-- Begin MATERIAL PROVIDED --

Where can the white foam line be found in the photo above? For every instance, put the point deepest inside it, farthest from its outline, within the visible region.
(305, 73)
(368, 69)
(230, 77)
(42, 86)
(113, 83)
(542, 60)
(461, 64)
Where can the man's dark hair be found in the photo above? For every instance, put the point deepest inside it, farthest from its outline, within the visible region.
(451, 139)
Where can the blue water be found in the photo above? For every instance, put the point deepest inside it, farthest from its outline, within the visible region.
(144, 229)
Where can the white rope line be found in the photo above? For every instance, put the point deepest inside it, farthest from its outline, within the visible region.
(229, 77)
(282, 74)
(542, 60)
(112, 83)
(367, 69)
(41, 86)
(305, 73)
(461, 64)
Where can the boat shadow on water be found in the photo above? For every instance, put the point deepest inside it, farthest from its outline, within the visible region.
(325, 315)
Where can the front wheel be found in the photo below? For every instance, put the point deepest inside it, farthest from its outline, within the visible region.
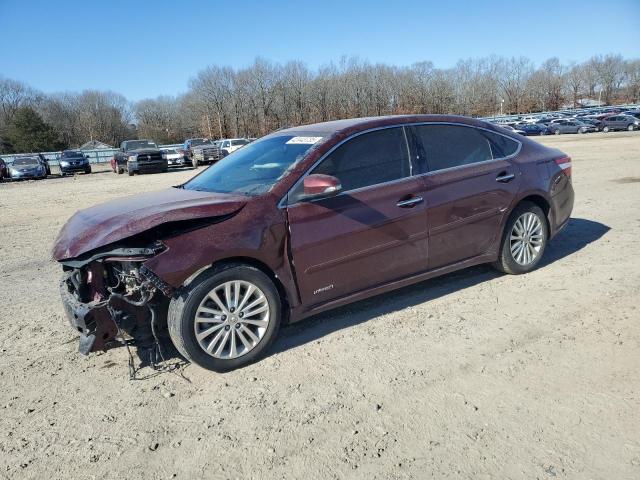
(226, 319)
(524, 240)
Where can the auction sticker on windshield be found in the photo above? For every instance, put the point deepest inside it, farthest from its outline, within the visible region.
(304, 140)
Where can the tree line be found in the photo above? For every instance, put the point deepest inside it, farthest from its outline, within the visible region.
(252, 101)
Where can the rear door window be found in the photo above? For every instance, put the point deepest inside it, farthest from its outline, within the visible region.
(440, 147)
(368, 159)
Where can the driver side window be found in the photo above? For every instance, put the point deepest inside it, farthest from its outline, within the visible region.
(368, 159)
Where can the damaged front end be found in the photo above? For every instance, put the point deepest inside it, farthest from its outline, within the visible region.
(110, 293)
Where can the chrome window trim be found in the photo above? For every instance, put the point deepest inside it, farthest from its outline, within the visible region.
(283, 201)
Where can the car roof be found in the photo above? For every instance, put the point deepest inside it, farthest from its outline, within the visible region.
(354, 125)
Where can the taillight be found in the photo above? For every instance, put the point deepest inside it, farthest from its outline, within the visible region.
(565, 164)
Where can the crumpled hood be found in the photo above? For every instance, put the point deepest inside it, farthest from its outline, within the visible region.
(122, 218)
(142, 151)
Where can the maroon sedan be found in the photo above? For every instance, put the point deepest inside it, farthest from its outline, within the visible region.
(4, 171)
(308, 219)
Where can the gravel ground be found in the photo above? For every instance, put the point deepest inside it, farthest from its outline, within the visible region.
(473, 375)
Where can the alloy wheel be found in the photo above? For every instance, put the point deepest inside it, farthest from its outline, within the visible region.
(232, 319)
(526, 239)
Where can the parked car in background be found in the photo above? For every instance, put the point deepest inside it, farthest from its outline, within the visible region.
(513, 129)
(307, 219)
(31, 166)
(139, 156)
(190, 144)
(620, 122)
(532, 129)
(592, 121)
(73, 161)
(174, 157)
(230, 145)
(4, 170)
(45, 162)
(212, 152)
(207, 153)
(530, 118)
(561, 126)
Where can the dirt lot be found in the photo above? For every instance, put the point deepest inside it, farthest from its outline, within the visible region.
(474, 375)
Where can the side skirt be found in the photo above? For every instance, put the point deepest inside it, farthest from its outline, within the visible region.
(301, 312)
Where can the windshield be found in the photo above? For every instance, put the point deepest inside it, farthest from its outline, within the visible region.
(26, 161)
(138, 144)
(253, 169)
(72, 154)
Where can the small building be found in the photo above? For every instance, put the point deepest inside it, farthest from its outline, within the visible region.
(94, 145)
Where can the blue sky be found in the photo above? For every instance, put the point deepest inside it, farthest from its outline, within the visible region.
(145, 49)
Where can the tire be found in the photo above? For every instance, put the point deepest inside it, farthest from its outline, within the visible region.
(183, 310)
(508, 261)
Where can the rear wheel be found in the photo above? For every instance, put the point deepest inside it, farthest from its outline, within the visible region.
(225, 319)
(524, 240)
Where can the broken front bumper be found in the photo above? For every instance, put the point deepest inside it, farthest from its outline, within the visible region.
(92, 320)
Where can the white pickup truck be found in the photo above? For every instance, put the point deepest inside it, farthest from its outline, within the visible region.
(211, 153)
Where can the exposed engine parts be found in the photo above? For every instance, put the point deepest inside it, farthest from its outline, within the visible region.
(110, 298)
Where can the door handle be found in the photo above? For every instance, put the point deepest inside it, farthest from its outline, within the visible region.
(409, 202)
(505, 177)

-- End MATERIAL PROVIDED --
-- Begin MATERIAL PROVIDED --

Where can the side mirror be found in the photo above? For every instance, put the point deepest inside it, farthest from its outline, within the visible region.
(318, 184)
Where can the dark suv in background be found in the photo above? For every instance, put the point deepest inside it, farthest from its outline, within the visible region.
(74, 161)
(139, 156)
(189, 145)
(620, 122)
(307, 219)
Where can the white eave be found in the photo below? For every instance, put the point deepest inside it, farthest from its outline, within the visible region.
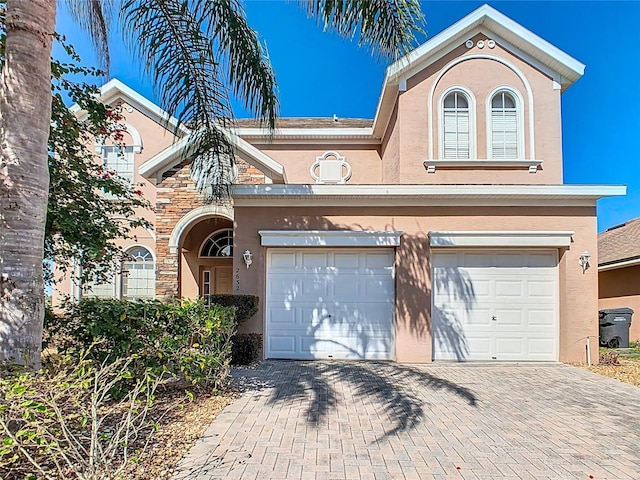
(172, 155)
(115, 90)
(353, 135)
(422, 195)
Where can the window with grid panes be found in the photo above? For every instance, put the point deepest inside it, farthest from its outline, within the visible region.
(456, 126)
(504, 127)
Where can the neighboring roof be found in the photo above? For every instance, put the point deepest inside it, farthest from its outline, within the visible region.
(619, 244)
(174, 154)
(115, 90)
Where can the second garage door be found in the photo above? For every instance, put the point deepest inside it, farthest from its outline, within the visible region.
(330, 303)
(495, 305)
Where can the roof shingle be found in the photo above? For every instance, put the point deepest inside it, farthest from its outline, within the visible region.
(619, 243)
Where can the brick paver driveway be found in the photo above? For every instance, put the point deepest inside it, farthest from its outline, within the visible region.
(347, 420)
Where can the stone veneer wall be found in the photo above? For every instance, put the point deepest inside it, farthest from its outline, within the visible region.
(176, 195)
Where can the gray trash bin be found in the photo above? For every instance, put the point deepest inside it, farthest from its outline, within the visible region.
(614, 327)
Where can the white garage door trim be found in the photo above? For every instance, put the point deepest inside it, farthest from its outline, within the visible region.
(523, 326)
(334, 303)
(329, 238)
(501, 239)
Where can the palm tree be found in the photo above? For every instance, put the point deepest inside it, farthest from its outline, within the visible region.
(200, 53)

-- End MATERIAL PROVIDED --

> _WHAT THE TASK ASKS_:
Pick out every line in the entries above that contains the word "below", and reproduce each one in full.

> _REPLY TO THE EXERCISE_:
Where can the front wheel be found in the photo below? For every instance, put the point deepest inside it, farthest from its outline, within the visible region.
Where can the white eave be found in the photo below? For every instance, put the point deepest inside it, farthest from its outline, within the visible region.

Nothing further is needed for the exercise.